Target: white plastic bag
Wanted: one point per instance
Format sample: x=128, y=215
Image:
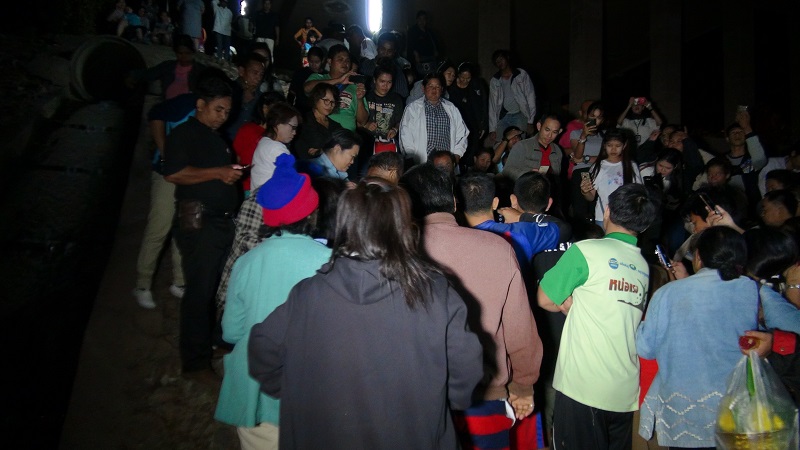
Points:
x=757, y=412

....

» ABOUT THIS EXERCISE:
Return all entries preceding this task exactly as they stand, leaving any picture out.

» WRITTEN SOLUTION:
Target: white plastic bag
Wanted: one point per instance
Format sample: x=128, y=215
Image:
Points:
x=757, y=412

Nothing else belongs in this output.